== Excerpt to read ==
Sedation Vacation

Specialties Critical

Published

Hey all, so I'm one of the co-chairs of the safety/clin practice committee in the CT-ICU and we are in the process of implementing a "Sedation Vacation" protocol. I'm trying to gather more information on it from people who may have a protocol in place on their units.

For those who may not know what it is:

For patients who are sedated/paralyzed, a sedation vacation is a daily or shift assessment where the sedation is weaned or turned off to allow a neurovascular check and assess readiness to extubate. This applies to patients who are hemodynamically stable enough to tolerate being off sedation. If pt requires sedation during trial, sedation is restarted at 75% rate.

That's the basics of it, we are looking at initiating the sedation vacation at 0600, during our AM house officer shift change and then continuing until grand rounds are over, usually at 0800-0900. This would allow adequate time for sedation/paralyzation to wear off, and allow for neuro checks. After initiation of protocol, basic neuro check qhour... ours is leaning towards three criteria (awake, moving extremities, and following commands). If the three criteria for basic neuro aren't met, then further detailed neuro check is requires i.e. cranial nerves etc. Additionally, sedation is left off until pt is arousable, HO is notified every hour until so, then either d/ced or restarted.

Most of the other ICU's here have some sort of protocol here, however our pt's are rarely sedated longer than 24 hours. I know it's pretty much common sense to try and get an underlying neuro assessment on pt's who are on sedation ASAP, especially on prolonged sedation, however we have nothing official in place.

I'm looking at a few studies regarding this protocol, however it would be nice to see what other hospitals and units do. My specific questions:

1. Is your protocol initiated for every patient who is sedated, or just for patients who are prolonged... and what does your unit considered prolonged?

2. What is your unit's criteria for being "hemodynamically stable" enough to tolerate a sedation vacation protocol (i.e. open chest, ECMO, combative, crap hemodynamics)

3. Is your sedation vacation assessment a daily or qshift thing?

4. If you have a protocol in place, has your average LOS and length of mech ventilation improved?

Any opinions would be great! Any more information about your protocols or any new ideas would be much appreciated, thanks all!

Brian

bwhite41

3 Posts

I can't answer all you questions but we vaca eveyone every day and if sedation is still needed, we put them back on 50% of what they were at and titrate as needed

tri-rn

170 Posts

Specializes in MICU/SICU.

I wrote a really long reply that for some reason didn't take, so now I'll rewrite the short version :)

Be careful as to what time you start your sed vac, especially if the goal is extubation. Ours start at 6 am also. I've seen situations where by the time the docs round the patient got so anxious (from being intubated but not sedated for hours) that their weaning parameters and VS went to heck and we couldn't extubate or even had to re-sedate them prior to rounds. Of course, in the second situation the docs always want the sedation off AGAIN so they can "see for themselves" :banghead:

msmiranda21

26 Posts

Specializes in General 9yrs; Ortho-2y Intensive Care-6y.

If your patient is on extubatable parameters...then sedation break applies to see how the patient is neuro wise.

== Raw data ==

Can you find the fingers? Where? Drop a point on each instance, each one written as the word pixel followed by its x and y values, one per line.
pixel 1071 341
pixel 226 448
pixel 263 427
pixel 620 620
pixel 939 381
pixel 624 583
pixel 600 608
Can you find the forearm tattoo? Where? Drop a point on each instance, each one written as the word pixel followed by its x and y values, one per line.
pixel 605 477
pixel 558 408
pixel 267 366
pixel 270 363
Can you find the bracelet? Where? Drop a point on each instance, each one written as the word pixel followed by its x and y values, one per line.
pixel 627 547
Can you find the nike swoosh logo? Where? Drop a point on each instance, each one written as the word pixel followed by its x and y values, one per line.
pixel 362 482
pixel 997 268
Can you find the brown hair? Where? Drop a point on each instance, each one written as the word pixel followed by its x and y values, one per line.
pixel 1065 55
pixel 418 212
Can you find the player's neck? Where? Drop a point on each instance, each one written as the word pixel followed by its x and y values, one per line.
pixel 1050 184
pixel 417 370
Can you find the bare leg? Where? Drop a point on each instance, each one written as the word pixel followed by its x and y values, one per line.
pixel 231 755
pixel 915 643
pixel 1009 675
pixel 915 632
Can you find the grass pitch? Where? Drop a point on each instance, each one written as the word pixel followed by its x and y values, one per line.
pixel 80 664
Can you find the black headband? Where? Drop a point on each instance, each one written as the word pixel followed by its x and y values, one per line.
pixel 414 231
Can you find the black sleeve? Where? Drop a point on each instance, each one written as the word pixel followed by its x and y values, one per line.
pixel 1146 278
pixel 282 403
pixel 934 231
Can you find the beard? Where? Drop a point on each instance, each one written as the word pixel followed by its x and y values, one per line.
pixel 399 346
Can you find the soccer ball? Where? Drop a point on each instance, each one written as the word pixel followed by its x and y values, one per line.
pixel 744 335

== Prompt ==
In the sedation vacation post, what three criteria is the committee's basic hourly neuro check leaning toward?

== Result ==
Awake, moving extremities, and following commands.